#### TASK OBJECTIVE
Using the data below, return all lines in which "water" appears.

#### DATASET EXTRACT
#####

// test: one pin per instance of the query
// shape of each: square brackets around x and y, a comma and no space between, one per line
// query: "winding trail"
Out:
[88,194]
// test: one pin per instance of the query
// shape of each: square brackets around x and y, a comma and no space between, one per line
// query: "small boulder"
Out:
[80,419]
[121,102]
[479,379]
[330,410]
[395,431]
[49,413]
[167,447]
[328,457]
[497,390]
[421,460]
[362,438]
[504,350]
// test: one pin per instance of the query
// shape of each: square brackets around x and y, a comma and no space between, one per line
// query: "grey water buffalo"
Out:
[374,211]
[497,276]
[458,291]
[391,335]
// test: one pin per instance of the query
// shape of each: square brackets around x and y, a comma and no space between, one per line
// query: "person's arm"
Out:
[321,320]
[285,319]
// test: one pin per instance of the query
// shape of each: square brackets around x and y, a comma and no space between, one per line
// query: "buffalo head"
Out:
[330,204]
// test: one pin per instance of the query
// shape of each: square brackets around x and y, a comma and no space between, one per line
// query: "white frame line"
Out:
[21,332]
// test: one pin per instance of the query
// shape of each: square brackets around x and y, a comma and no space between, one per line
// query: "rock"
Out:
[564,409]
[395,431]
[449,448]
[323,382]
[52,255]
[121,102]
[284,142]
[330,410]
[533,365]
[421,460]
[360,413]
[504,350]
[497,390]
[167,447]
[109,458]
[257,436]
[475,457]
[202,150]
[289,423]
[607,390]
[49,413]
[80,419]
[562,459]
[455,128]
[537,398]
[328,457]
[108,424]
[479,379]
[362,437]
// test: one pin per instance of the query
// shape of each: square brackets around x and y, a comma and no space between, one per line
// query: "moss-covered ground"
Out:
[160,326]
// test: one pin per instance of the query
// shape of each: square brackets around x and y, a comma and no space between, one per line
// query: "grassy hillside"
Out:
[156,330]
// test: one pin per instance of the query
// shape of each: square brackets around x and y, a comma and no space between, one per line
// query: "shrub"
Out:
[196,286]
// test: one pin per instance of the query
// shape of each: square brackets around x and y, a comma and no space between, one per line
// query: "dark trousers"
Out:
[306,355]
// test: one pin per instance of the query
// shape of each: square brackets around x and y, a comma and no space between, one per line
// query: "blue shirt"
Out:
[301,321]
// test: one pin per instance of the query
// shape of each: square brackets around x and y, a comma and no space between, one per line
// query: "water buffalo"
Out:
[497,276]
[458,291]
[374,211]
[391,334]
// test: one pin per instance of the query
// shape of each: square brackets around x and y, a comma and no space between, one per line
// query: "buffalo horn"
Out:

#####

#### SOLUTION FOR THIS EXERCISE
// query: "grey water buffalo"
// query: "water buffalo"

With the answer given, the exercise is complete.